[Extracted data entries]
======
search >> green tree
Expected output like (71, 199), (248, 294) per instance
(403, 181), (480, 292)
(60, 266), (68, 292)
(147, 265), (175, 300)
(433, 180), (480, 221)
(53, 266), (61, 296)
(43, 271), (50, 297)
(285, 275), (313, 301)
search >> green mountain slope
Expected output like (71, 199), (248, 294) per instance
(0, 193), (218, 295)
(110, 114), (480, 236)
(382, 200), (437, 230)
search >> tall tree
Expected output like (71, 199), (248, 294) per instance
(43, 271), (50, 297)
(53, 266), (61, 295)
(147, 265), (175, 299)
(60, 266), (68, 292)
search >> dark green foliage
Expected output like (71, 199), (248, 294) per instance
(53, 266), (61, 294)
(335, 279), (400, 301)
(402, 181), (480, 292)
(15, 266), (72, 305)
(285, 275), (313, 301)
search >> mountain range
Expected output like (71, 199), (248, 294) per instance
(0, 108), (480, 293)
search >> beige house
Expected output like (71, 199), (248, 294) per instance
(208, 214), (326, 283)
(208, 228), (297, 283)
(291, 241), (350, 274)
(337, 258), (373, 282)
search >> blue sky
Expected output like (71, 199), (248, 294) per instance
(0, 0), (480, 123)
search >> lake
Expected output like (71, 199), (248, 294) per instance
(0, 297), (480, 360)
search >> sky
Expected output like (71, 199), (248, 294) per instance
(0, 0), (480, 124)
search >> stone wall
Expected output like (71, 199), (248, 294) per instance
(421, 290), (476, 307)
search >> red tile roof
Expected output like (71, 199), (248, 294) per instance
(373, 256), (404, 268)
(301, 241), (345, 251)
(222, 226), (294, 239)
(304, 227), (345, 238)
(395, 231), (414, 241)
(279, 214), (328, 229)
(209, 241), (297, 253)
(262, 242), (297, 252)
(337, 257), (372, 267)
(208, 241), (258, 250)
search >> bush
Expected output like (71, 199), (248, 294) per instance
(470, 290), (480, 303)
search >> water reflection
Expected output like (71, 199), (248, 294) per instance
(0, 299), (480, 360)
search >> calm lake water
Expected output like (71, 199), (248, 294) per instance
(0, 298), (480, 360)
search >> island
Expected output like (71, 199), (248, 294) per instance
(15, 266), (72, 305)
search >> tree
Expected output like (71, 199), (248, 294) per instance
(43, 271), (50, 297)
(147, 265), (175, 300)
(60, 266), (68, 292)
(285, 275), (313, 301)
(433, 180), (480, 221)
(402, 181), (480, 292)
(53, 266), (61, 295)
======
◆ YOUR GOAL ◆
Please return the lines starting at the line containing "search >> calm lake water" and ending at the last of the items, both included, with nothing changed.

◆ RESPONSE TO THE TASK ◆
search >> calm lake water
Expected output like (71, 199), (248, 294) per instance
(0, 298), (480, 360)
search >> island
Expected output like (71, 199), (248, 294) per instance
(15, 266), (72, 305)
search >> tree
Expected output like (71, 199), (248, 294) per instance
(43, 271), (50, 297)
(147, 265), (175, 300)
(60, 266), (68, 292)
(285, 275), (313, 301)
(433, 180), (480, 221)
(402, 181), (480, 292)
(53, 266), (61, 295)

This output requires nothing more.